• Yapılacak iş
Aşağıdaki televizyon ve dil konulu metinde, televizyonun seslendiği kitleyi birbirinden ayıran özellikler nelerdir? Hepsini sıralayın.

====== Verilen metin

İçinde yer aldığımız medya çağında, diğer kitle iletişim araçlarına rağmen televizyonun toplum üzerinde etki gücünü muhafaza ettiği görülmektedir. RTÜK tarafından 2023 yılında yapılan "Medyametre Medya Kullanım Alışkanlıkları Araştırması" adlı saha araştırmasının bulgularına göre medya içeriklerinin en çok takip edildiği mecra %99,4 ile televizyon olmuştur. Televizyon, iletişim araçlarının temel bir unsuru olarak toplumun dili ve kültürüyle yakın bir ilişki kurmaktadır. Bundan dolayı medya kuruluşları yayınlarında eğitici bir rol üstlenmeyi ve bu rolü topluma karşı bir sorumluluk olarak görmeyi tasdik etmelidir. Medya kendi başına bir eğitim aracı değilse bile medyanın eğitici özelliği göz ardı edilmemelidir. Bu nedenle yayınlarda ölçülü bir dilin kullanımına özen gösterilmelidir. Medya için en önemli unsur olan reyting yani izlenme ve dinlenme oranı nasıl ki her biçimi ve içeriği belirliyorsa, benzer şekilde dil de hedef kitlenin özelliklerine uygun olarak seçilmelidir. Televizyon hitap ettiği kitle cinsiyet, yaş ilgi alanı ve statü gibi özellikler bakımından birbirinden oldukça farklı olması açısından homojen değil heterojen bir yapıya sahiptir. Bu nedenle de kullanılan dilin doğru, anlaşılır ve akıcı olması büyük önem taşımaktadır. Kitlelere seslenen medya, özellikle daha çok genç dinleyicilere hitap edilen programlarda ölçülü dil kurallarına uyulmasını sağlamalı, yayıncılık anlayışını gözden geçirerek gençleri yanlış bir biçimde konuşmaya özendirmemelidir.

============
====== Sağlanan veriler

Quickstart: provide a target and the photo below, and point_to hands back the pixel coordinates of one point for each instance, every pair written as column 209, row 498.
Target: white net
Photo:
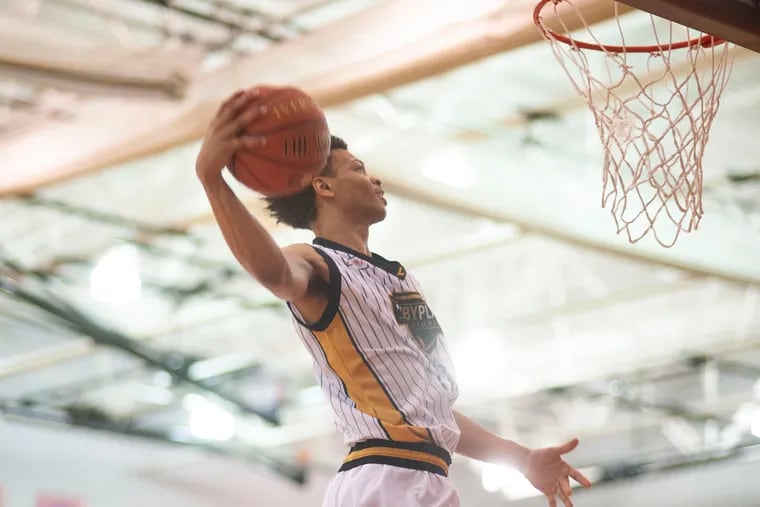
column 653, row 107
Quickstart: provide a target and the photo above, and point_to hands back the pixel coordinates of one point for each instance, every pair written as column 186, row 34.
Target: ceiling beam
column 391, row 44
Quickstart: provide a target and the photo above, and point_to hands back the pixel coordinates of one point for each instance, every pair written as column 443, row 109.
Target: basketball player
column 378, row 350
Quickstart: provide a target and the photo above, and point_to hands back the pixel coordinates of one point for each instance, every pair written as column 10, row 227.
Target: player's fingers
column 567, row 447
column 250, row 142
column 565, row 498
column 582, row 479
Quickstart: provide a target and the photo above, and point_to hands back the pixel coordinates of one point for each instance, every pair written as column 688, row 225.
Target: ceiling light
column 448, row 168
column 115, row 278
column 208, row 421
column 755, row 427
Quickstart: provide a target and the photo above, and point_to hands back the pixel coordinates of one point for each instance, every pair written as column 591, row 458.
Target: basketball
column 297, row 147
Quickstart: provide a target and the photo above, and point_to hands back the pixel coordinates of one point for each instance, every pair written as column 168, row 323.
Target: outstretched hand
column 223, row 136
column 550, row 474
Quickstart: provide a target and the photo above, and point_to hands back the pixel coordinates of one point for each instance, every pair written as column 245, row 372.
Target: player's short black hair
column 300, row 210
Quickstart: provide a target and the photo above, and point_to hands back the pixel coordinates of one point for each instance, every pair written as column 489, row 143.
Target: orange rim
column 706, row 41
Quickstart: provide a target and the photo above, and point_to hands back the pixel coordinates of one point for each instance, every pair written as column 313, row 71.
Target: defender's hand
column 223, row 136
column 550, row 474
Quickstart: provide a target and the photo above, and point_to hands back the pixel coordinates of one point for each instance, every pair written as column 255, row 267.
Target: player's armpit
column 305, row 270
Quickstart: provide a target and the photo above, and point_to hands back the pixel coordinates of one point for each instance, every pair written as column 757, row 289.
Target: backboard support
column 737, row 21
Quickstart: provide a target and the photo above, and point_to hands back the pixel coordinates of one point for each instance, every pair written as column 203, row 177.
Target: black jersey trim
column 392, row 267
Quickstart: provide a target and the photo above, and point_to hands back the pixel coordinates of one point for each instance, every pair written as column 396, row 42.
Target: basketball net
column 653, row 107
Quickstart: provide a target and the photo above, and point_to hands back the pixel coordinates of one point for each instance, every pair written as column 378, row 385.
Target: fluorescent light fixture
column 755, row 426
column 208, row 421
column 512, row 483
column 448, row 168
column 478, row 359
column 115, row 279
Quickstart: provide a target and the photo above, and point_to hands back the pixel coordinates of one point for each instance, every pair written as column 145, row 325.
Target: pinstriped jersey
column 379, row 353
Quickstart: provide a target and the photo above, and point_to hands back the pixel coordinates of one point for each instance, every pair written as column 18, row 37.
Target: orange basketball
column 298, row 143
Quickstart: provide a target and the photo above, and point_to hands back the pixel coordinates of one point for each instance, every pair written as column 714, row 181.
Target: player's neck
column 354, row 238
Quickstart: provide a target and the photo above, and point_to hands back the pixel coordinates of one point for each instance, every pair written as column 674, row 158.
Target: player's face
column 356, row 190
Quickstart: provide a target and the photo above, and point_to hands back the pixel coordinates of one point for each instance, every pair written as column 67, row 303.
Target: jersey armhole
column 333, row 298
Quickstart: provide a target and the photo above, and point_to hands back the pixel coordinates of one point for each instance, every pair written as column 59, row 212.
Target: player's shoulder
column 303, row 250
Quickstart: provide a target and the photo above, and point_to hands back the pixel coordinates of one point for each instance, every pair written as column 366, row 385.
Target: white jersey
column 380, row 356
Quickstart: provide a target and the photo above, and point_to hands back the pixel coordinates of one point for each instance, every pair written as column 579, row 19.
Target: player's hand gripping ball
column 297, row 143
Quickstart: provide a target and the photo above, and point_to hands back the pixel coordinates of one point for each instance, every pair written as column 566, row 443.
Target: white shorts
column 375, row 485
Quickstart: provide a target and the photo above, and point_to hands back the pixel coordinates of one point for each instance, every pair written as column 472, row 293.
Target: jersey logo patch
column 411, row 310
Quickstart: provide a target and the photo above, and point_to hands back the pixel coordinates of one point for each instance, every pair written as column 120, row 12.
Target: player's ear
column 322, row 186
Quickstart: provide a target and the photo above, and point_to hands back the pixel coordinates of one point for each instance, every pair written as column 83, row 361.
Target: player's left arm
column 544, row 467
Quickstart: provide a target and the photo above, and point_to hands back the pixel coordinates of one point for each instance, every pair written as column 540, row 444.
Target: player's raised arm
column 286, row 274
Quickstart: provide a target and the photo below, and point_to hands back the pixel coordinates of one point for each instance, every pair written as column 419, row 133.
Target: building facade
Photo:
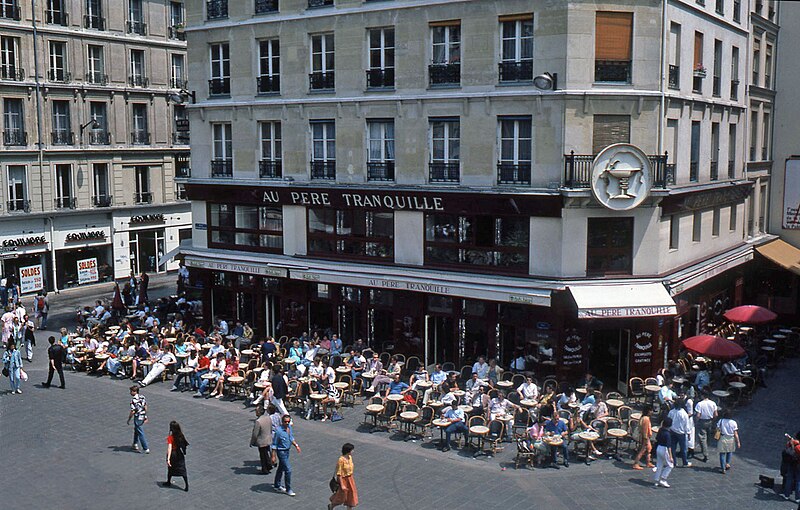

============

• Doğru cevap
Cinsiyet, yaş, ilgi alanı, statü